**Passage shown**
The Impact of Noise and Developments on Music Venues

Closed-down nightclub, Madame Jojos’ in Soho, London. Image © Garry Knight

Claire Callow is regularly departing the office for another live gig experience, and is well versed in many of London’s varied music venues. However, during her gigging life, so has seen well-loved venues disappear. There are many reasons for this, especially as our entertainment is now often streamed into our homes. But is there hope that established live entertainment venues could be protected through a new Private Members Bill?

I love live music…most of my disposable income goes on it. Living in London, I am spoilt for choice and have been known to go to a gig every night of the week (exhausting, but totally worth it!). I am often saddened by the disappearance of amazing venues across the country because of changing trends, viability, the need for other development or some other reason. Over my gig lifespan, many iconic venues have been lost, including:

  • The London Astoria, Soho, London
  • Hacienda, Manchester
  • International, Manchester
  • Turnmills, Clerkenwell, London
  • Earls Court, London
  • Madame Jojos’, Soho, London
  • Boardwalk, Sheffield

 

Noise

Venues can become unviable, but on occasion external pressures through development can place pressure on existing venues. A common concern of new development is the impact of noise which has, in the past, placed pressure on the venue to make improvements to sound proof/make changes after a development has happened close to the venue. This was the case at Ministry of Sound in Elephant and Castle, in early 2013. The club objected to the development of a tower block which was very close to them in the fear that complaints about noise would force the club to close. After a lengthy process the club finally agreed a deed of easement to allow noise to be generated.

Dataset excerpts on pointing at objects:

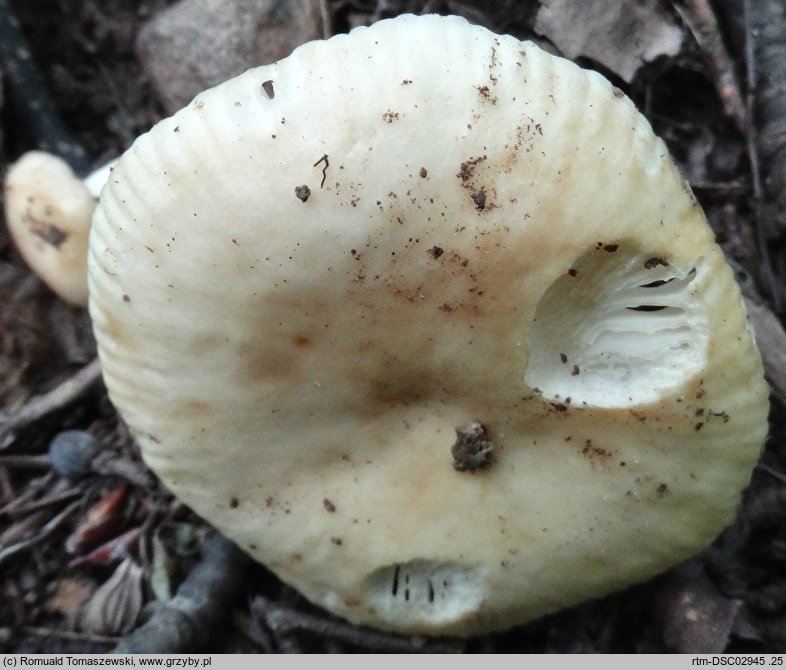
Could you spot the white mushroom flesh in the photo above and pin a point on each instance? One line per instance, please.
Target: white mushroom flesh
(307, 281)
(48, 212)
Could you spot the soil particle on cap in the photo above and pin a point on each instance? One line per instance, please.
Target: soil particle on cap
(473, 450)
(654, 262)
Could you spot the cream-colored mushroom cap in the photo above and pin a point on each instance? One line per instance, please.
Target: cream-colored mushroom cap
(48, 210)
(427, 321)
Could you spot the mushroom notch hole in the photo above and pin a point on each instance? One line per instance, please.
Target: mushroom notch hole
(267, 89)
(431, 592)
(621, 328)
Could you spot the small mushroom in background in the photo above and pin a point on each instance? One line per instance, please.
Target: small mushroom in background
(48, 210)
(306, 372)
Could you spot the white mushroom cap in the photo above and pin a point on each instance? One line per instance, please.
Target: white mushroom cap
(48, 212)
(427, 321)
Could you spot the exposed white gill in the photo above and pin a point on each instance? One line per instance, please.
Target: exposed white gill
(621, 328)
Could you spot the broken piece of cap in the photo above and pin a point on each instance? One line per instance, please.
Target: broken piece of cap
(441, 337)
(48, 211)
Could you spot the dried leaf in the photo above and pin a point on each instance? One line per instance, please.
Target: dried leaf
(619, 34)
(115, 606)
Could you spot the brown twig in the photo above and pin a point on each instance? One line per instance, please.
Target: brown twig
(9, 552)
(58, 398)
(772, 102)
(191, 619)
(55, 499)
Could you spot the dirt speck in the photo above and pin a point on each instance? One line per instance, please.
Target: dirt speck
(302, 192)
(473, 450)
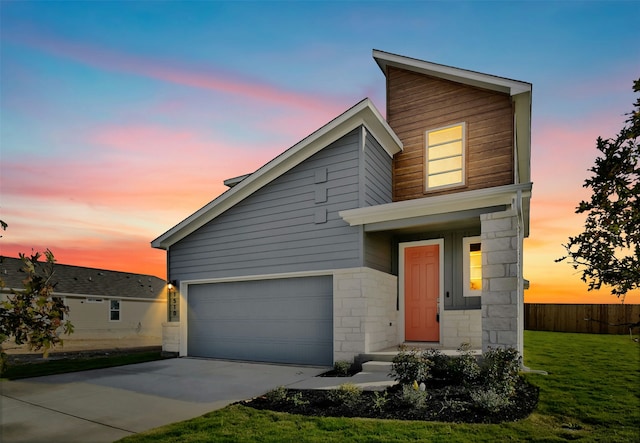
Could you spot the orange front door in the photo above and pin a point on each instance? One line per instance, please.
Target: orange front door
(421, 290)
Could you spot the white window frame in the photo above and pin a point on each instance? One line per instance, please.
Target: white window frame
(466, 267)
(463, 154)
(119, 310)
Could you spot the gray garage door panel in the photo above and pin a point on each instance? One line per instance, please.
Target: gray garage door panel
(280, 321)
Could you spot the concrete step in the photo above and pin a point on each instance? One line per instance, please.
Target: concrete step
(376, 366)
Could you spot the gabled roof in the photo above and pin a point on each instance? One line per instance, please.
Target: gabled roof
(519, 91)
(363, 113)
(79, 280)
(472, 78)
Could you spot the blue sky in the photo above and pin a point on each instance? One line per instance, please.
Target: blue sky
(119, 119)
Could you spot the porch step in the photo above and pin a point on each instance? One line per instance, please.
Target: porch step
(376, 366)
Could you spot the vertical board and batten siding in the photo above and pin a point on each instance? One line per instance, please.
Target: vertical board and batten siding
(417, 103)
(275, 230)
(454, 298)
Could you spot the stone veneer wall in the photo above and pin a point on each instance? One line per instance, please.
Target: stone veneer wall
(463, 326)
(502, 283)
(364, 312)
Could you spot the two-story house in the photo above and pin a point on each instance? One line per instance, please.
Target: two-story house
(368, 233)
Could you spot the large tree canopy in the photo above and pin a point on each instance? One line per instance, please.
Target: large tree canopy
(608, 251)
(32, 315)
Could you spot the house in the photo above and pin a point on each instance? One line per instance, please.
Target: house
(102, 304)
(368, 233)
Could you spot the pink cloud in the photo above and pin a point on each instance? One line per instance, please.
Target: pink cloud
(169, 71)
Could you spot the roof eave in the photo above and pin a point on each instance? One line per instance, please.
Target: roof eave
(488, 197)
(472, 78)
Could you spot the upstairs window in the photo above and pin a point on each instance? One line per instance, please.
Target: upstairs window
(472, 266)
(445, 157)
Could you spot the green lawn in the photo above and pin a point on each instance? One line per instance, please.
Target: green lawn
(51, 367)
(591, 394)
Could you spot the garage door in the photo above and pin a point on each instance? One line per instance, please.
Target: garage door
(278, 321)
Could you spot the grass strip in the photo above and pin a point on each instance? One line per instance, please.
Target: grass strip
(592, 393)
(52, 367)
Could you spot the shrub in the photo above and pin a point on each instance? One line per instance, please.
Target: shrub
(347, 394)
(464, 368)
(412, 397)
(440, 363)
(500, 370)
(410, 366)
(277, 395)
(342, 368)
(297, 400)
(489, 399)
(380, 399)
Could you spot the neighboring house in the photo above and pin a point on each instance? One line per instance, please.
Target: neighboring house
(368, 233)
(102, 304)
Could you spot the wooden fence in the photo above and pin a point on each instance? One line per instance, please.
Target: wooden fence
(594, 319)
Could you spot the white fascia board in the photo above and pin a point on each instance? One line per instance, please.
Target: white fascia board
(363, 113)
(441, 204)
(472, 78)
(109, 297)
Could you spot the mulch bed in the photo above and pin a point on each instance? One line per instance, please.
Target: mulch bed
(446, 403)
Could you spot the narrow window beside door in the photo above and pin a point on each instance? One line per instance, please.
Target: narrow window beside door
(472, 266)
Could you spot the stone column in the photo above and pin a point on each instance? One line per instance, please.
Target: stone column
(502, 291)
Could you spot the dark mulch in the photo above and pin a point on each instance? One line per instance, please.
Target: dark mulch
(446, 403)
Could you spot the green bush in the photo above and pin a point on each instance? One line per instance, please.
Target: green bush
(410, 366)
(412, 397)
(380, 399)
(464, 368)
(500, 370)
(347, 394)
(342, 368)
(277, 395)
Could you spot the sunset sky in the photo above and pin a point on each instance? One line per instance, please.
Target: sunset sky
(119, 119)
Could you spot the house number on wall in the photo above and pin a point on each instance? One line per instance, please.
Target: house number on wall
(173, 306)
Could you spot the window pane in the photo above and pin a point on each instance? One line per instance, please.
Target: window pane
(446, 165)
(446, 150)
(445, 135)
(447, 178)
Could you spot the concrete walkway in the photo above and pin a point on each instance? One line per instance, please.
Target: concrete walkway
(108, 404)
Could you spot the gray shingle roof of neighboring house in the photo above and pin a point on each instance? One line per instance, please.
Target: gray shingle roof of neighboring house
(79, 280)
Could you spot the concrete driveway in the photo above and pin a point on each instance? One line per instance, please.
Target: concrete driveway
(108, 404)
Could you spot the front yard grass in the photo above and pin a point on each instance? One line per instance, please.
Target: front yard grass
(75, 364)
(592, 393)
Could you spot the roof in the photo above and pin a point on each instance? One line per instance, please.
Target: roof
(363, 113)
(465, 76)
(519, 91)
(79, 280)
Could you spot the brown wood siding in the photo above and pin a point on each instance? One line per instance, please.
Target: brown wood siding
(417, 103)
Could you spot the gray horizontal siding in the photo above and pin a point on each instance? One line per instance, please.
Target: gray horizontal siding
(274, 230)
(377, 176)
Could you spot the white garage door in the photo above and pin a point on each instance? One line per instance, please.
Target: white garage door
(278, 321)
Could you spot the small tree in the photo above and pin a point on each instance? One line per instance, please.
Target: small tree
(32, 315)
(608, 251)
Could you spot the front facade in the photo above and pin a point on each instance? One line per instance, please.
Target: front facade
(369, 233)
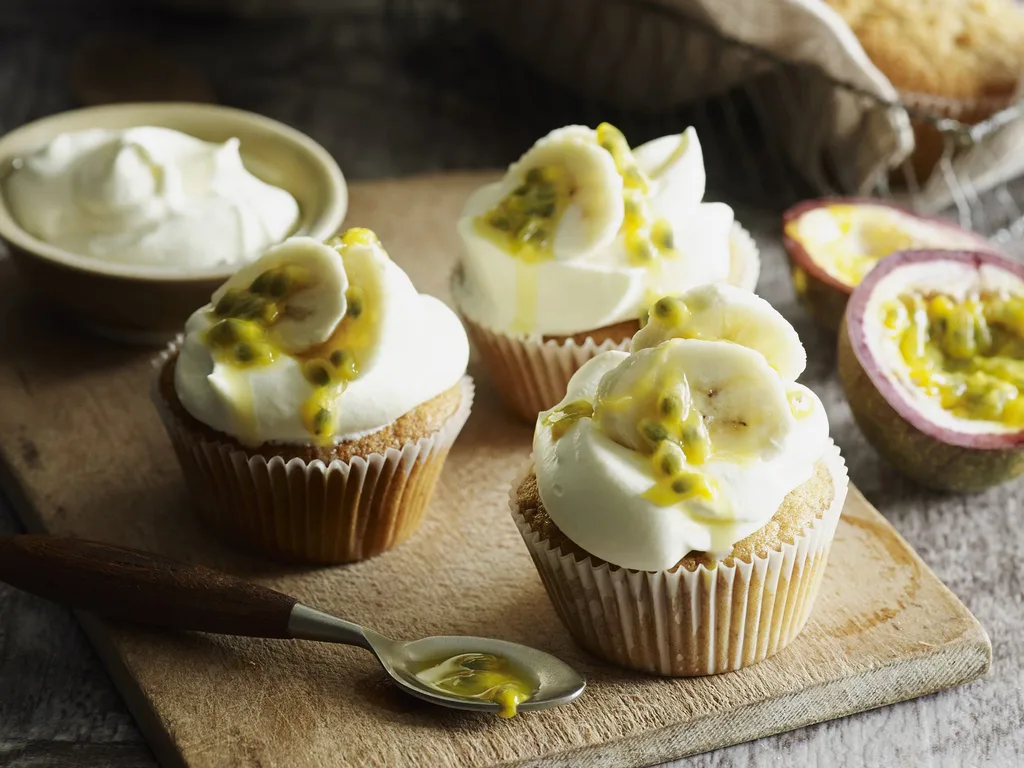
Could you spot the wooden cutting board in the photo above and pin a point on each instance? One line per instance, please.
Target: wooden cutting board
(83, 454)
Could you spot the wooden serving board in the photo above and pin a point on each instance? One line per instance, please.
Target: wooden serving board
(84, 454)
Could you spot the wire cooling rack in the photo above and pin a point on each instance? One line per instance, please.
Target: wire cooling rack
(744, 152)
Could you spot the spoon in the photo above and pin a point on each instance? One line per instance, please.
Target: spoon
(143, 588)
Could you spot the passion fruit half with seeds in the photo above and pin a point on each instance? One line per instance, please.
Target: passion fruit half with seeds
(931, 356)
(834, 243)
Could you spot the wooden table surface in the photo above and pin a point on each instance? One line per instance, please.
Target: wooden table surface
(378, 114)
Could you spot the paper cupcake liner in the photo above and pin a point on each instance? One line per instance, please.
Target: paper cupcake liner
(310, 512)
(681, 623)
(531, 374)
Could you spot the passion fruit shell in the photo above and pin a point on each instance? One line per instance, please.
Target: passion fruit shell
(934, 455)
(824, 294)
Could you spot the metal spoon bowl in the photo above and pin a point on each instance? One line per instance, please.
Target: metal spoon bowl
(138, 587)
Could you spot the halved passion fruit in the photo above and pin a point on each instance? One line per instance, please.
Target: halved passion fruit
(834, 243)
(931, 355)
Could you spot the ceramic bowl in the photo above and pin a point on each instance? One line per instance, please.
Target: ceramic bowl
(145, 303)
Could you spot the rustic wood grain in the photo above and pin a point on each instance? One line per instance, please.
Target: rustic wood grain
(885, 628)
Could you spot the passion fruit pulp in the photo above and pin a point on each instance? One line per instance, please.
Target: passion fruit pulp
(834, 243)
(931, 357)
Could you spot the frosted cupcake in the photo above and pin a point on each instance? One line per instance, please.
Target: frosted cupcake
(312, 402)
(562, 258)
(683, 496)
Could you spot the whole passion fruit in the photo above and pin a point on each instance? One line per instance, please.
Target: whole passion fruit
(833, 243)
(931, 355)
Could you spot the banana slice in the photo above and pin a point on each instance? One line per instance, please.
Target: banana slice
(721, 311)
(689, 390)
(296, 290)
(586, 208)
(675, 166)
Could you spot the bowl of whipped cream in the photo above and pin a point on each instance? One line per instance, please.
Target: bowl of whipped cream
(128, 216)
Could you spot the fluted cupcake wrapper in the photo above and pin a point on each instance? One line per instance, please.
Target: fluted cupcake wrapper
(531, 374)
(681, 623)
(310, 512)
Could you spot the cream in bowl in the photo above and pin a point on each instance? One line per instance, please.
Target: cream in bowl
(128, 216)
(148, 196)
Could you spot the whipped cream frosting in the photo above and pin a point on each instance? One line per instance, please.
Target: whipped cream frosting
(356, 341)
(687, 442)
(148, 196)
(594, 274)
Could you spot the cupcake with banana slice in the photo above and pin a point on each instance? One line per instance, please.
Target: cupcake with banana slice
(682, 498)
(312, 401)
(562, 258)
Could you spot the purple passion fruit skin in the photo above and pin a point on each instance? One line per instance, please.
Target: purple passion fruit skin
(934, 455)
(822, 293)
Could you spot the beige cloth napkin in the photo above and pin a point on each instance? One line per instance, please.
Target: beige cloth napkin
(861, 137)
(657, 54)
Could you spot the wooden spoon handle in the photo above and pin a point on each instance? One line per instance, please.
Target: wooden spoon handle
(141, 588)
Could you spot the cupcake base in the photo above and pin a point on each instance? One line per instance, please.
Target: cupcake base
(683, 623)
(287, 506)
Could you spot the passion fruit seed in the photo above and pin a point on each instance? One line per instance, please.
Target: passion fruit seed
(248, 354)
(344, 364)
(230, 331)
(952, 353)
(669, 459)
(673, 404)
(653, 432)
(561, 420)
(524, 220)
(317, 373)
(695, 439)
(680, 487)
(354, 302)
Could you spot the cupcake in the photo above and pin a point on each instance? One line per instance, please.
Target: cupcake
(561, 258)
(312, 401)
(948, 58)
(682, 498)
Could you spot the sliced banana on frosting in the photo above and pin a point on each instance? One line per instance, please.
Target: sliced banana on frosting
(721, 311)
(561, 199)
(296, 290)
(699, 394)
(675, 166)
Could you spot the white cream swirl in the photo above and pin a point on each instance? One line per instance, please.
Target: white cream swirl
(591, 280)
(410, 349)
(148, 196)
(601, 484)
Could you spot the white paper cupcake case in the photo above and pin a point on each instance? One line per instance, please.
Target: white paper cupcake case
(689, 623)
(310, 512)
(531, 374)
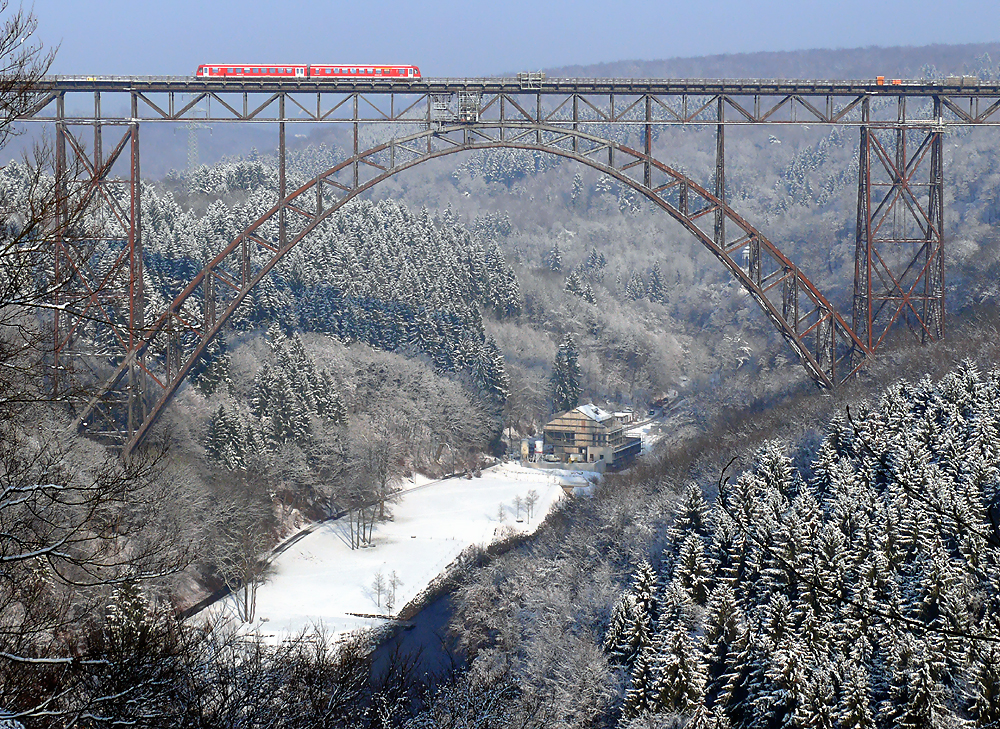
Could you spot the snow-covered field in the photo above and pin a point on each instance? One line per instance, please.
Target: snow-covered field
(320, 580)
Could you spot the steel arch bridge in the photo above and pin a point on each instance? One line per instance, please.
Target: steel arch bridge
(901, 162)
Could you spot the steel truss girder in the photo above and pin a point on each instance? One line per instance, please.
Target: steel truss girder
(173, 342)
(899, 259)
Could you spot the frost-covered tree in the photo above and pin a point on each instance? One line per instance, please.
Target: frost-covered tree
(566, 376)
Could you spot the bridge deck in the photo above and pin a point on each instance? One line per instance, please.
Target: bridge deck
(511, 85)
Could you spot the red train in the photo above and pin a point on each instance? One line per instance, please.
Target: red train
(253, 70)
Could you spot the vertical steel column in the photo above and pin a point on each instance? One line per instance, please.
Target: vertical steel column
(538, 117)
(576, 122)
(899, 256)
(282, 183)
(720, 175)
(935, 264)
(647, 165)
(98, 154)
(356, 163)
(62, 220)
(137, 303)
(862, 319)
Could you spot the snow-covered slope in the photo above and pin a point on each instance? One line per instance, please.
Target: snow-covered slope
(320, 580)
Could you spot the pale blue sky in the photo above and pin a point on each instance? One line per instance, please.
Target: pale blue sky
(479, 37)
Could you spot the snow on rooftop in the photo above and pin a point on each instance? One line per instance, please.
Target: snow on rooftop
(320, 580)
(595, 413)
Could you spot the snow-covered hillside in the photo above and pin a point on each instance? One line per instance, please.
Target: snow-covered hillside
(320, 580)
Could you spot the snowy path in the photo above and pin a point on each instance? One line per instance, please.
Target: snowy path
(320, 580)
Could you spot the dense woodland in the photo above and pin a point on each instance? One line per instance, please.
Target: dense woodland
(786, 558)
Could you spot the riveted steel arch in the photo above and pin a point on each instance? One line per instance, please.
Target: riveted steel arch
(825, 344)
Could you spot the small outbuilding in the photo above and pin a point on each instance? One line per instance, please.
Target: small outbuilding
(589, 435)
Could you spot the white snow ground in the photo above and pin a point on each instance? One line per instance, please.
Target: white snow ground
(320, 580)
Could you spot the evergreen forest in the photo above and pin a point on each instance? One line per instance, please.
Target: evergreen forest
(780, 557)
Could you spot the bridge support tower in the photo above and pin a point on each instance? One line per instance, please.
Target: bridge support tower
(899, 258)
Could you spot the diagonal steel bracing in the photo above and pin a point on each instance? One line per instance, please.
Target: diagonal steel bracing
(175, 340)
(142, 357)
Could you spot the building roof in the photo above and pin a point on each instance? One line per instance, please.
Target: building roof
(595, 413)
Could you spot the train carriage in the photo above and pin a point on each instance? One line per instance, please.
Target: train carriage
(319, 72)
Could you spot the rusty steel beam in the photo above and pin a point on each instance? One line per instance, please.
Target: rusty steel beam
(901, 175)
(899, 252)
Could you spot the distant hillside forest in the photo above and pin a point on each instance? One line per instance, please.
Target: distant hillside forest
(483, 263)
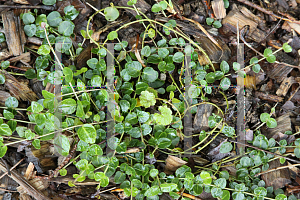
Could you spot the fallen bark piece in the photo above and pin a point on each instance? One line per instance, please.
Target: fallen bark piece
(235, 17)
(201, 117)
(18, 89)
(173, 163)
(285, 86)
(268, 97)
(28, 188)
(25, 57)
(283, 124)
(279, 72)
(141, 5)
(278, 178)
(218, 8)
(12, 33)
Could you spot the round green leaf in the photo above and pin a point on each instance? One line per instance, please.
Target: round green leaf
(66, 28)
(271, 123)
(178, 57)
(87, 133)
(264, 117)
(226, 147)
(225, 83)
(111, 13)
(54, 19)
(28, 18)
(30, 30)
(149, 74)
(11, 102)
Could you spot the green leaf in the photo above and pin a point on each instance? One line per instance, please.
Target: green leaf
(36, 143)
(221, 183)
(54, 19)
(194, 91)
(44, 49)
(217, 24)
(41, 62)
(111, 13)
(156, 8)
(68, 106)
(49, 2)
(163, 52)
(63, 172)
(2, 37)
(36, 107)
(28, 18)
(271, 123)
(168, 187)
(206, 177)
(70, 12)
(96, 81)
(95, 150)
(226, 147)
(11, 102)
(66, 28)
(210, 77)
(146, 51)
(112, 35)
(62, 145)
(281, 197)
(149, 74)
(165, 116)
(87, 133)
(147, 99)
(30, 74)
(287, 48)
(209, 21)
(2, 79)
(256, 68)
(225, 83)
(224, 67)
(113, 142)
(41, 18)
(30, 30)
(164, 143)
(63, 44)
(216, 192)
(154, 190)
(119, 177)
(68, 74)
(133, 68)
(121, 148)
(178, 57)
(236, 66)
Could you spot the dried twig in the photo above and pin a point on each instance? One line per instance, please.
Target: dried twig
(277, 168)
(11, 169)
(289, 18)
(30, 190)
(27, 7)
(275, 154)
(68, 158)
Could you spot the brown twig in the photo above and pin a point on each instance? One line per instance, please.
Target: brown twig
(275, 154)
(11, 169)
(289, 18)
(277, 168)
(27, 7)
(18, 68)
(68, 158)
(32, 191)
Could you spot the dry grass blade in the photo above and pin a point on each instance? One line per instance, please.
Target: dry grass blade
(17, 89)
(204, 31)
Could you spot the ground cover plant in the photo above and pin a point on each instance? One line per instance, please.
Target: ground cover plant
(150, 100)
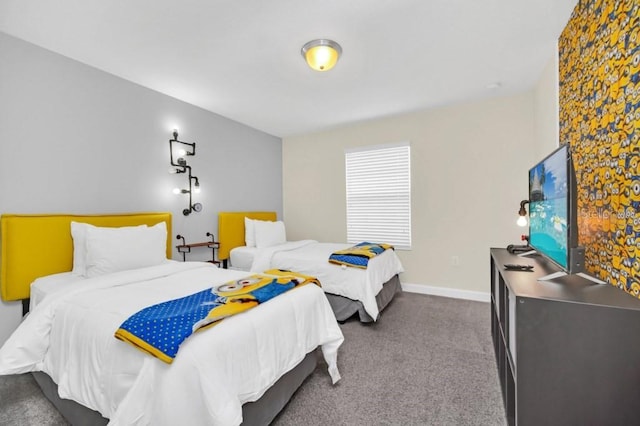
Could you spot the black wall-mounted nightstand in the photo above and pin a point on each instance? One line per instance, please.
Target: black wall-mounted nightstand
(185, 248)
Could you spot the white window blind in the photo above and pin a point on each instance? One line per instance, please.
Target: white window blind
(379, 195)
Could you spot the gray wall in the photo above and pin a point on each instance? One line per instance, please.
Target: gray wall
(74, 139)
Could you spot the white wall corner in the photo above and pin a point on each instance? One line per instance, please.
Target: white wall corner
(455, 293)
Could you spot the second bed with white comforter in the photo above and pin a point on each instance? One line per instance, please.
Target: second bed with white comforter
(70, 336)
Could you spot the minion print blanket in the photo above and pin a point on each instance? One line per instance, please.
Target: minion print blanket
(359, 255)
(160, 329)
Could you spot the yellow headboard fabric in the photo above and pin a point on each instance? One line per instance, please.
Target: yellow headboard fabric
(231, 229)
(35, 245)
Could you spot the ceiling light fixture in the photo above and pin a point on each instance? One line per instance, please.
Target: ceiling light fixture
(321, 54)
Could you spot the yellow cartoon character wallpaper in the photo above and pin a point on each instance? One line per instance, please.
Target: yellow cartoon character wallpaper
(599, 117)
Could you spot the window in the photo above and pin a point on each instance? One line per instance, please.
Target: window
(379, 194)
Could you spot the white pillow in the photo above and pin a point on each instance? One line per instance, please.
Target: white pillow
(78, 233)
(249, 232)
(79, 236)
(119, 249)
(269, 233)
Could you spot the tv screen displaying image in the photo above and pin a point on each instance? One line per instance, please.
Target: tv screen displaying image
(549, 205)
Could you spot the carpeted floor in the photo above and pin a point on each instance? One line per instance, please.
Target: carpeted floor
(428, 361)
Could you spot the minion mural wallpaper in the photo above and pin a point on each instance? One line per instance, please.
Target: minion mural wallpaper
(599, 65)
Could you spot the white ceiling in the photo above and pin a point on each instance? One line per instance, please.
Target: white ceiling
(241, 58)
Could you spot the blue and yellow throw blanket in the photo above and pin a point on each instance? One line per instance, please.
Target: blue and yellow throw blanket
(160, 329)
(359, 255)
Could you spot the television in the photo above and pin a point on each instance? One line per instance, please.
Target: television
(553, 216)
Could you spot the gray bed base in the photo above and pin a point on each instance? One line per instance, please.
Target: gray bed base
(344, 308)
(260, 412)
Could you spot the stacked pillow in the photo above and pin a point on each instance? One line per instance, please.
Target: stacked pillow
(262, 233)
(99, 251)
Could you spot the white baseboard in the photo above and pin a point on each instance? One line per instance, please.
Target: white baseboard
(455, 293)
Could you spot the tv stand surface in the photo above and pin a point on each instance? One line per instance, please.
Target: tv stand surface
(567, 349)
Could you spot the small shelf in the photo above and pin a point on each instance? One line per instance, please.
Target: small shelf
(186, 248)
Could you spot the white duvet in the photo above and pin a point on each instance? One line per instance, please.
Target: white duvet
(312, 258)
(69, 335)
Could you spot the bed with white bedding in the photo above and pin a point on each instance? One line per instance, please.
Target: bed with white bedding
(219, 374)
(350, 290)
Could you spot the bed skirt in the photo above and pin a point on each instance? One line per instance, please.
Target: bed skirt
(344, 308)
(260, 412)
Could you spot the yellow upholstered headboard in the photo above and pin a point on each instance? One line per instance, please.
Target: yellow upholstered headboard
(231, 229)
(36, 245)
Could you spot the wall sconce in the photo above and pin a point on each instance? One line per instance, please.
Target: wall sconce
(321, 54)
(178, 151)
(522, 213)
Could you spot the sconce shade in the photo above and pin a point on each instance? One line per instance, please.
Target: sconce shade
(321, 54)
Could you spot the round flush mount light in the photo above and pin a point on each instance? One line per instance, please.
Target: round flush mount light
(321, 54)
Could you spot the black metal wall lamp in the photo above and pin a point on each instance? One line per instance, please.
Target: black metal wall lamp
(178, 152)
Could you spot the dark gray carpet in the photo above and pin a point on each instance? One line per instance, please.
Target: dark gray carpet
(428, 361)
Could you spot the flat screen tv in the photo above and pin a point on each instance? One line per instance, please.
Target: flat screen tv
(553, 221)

**Task requirements**
1. Using the music venues piece, answer yes or no to each statement and quote the words that decide it. (a) Ministry of Sound objected to a nearby tower block. (b) The Boardwalk named among the lost venues was in Manchester. (c) The Ministry of Sound case took place in early 2015.
2. List every line of the listing that contains the word "light".
The music venues piece and the listing have nothing to do with each other.

**Completed exercise**
1.
(a) Yes: "The club objected to the development of a tower block which was very close to them"
(b) No: "Boardwalk, Sheffield"
(c) No: "This was the case at Ministry of Sound in Elephant and Castle, in early 2013."

2.
Could you spot the ceiling light fixture in the photo above and pin a point on each instance? One line per instance, please.
Target: ceiling light fixture
Could you spot the round flush mount light in the photo above and pin a point on each instance? One line per instance, please.
Target: round flush mount light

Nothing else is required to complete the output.